§ **Sayfa**

2. Kültürel Mirasın Korunması

Kürt halkının kültürel zenginliği; müzik, dans, edebiyat, giyim, halk oyunları ve geleneksel yemekler gibi pek çok farklı alanda kendini gösterir. Bu kültürel unsurların yaşatılması, asimilasyona karşı önemli bir direnç noktasıdır.

  • Kültürel Etkinliklerin Düzenlenmesi: Festivaller, sergiler ve etkinlikler aracılığıyla Kürt kültürünün tanıtılması ve halk arasında yayılması sağlanabilir.
  • Sanat ve Edebiyatı Desteklemek: Kürt yazarlar, şairler ve sanatçılar, kültürel mirası eserlerinde işleyerek gelecek kuşaklara aktarabilirler. Bu konuda hem bireysel hem de kurumsal destekler sunulmalıdır.
  • Müzik ve Halk Danslarının Öğretilmesi: Kürt müziği ve halk danslarının çocuklara öğretilmesi, toplumun kültürel değerlerini yeni nesillere aktarmak için etkili bir yöntemdir.

3. Politik ve Hukuksal Haklar İçin Mücadele

Asimilasyon politikalarına karşı etkili bir duruş sergilemek, aynı zamanda politik bir süreci de gerektirir. Kürtlerin dil, eğitim ve kültürel haklarını elde etmek adına sivil toplum kuruluşları ve politik temsilciler yoluyla çalışmalar yürütülmelidir.

§ **Verilen Bilgiler**

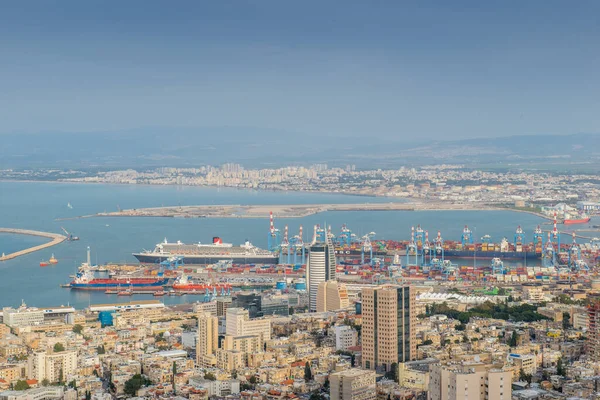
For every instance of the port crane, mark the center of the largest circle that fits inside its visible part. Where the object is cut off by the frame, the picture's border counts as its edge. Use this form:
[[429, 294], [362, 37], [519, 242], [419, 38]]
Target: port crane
[[285, 247], [412, 253], [70, 236], [298, 244], [427, 252], [367, 246], [467, 236], [274, 238]]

§ **Uygulanacak Yönergeler**
Kürtlerin kültürel mirasını ve haklarını konu alan yazıyı, son cümlesinin ardından sürdürür müsünüz?

§ **Alıştırma Sonucu**
  • Hukuki Hakların Korunması ve Genişletilmesi: Kürtçenin resmi kurumlarda kullanılması, anadil eğitiminin desteklenmesi ve kültürel özgürlüğün yasal zeminde güvence altına alınması için hukuki mücadelelerin devam ettirilmesi gerekir.
  • Sivil Toplum Kuruluşlarıyla İş Birliği: Kürt kültürünün korunması ve hakların savunulması adına, STK'lar ve hak savunucuları ile iş birliği yapmak önemlidir.
  • Uluslararası Destek: Kürt kültürel haklarının korunması için uluslararası kuruluşlardan destek almak, konuya küresel bir farkındalık kazandırabilir.

4. Dijital ve Sosyal Medya Kullanımı

Dijital platformlar, Kürtlerin hem kültürel varlıklarını sergileyebileceği hem de kimliklerine yönelik farkındalık oluşturabileceği bir alan sunar. Sosyal medya, geniş kitlelere ulaşmak ve kültürel bilinci yaymak için güçlü bir araçtır.

  • Kürtçe İçerik Üretimi: Kürtlerin dijital platformlarda Kürtçe içerikler üretmesi, bu dilin görünürlüğünü artırır. YouTube kanalları, bloglar, podcast'ler ve sosyal medya sayfaları aracılığıyla Kürt kültürü tanıtılabilir.
  • Farkındalık Kampanyaları: Sosyal medya üzerinden asimilasyon politikalarına dikkat çeken kampanyalar düzenlenebilir. Bu tür kampanyalar, ulusal ve uluslararası düzeyde dikkat çekebilir.
  • Kültürel Tanıtım Sayfaları: Kürt tarihi, edebiyatı, müziği ve sanatı hakkında bilgilendirici sayfalar ve gruplar oluşturarak kültürel bilinci yaygınlaştırmak mümkündür.

5. Eğitim ve Araştırmaya Yatırım

Kürtlerin asimilasyon politikalarına karşı koyabilmesi için eğitimli bireylere ve toplumsal farkındalığa ihtiyaç vardır. Eğitim, toplumsal bilinci artırarak kültürel ve dilsel haklar konusundaki mücadeleyi güçlendirir.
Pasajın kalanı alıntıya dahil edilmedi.